The task =>
Go through the records and restate them word for word, omitting images.

Material for this exercise =>
↓↓↓
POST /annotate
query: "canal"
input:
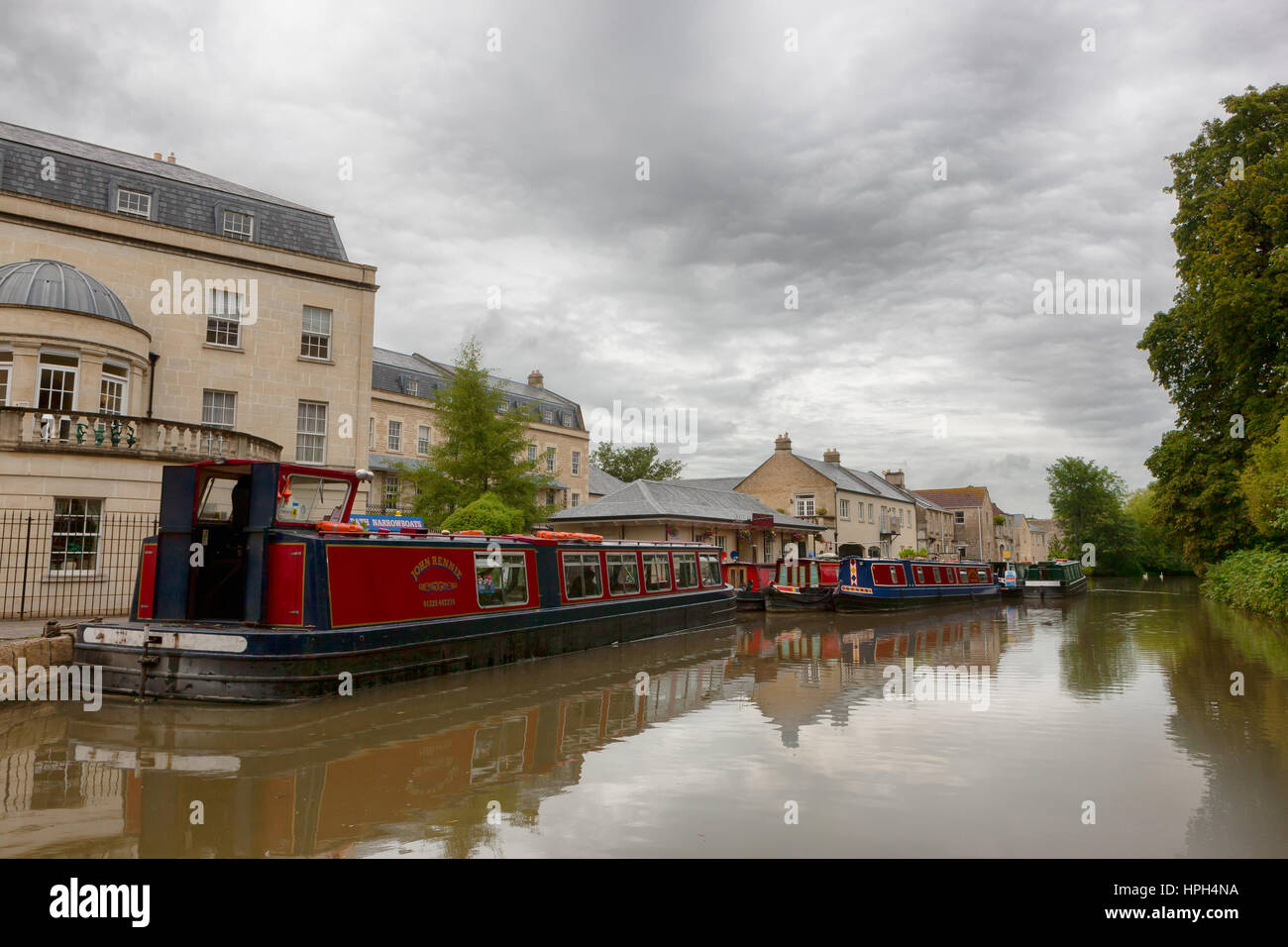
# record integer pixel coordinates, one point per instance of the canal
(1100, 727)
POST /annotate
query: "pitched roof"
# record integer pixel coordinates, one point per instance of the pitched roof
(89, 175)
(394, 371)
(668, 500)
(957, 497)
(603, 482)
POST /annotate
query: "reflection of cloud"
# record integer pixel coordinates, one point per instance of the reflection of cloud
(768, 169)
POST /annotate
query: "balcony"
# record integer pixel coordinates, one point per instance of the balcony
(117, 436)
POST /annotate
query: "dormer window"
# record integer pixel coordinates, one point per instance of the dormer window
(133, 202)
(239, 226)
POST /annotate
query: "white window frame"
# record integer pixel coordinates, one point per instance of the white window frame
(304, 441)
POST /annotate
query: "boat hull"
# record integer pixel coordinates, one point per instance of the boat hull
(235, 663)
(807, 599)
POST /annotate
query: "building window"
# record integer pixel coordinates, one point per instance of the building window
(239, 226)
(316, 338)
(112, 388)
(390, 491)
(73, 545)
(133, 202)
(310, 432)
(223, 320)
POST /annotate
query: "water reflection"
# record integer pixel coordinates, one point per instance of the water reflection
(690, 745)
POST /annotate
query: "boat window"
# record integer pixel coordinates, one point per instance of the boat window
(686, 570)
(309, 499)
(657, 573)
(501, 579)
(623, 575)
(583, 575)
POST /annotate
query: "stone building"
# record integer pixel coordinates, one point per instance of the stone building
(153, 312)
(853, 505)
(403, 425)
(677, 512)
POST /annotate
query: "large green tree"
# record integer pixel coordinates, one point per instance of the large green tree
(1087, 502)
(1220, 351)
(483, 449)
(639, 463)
↑↑↑
Answer box =>
POST /annotate
query: "canal"
input:
# record integer pixel coordinates, one point per instance of the canal
(1100, 727)
POST /annotate
query: "pitched roof"
# record integer pixel coordinates, one point per instance of the pitched roof
(89, 175)
(394, 371)
(668, 500)
(957, 497)
(603, 482)
POST /annotate
query: "reflection of cloud"
# record integer pixel coordinates, one point per instance of the reflection of cloud
(768, 169)
POST /annotate
query: "balcony"
# record integer pixel coordinates, one point per instance of the balcony
(117, 436)
POST /annotate
query: "dormer window"
# record integer pixel coordinates, one point per instance of the dormer window
(133, 202)
(239, 226)
POST /annotate
query: "white window frame"
# record integer pixel coordinates, one point per instance of the white window frame
(304, 441)
POST /annotate
query: "boat hull"
# record integer pixel coordinates, one point per instance of the boat hull
(235, 663)
(807, 599)
POST /annotate
query: "building window"
# record integer pixel coordinates, one point per instance of the building window
(239, 226)
(316, 338)
(112, 388)
(390, 491)
(73, 545)
(133, 202)
(310, 432)
(223, 320)
POST /annotate
query: "water reflection"
# record integer pixel coordinates, one point per instance of the water reflection
(690, 745)
POST /annotate
query: "boat window"
# record integer pixel coordinates, one point per instance of the boat window
(686, 570)
(309, 499)
(657, 573)
(501, 579)
(623, 575)
(583, 575)
POST /annotate
query: "stone building"
# record integer pixel coordinates, one point per instance of the stone building
(153, 312)
(853, 505)
(403, 425)
(677, 512)
POST /annotate
query: "large green tree"
# record integer pixel coordinates, one point per instance of the large green tree
(1087, 502)
(1220, 351)
(483, 449)
(639, 463)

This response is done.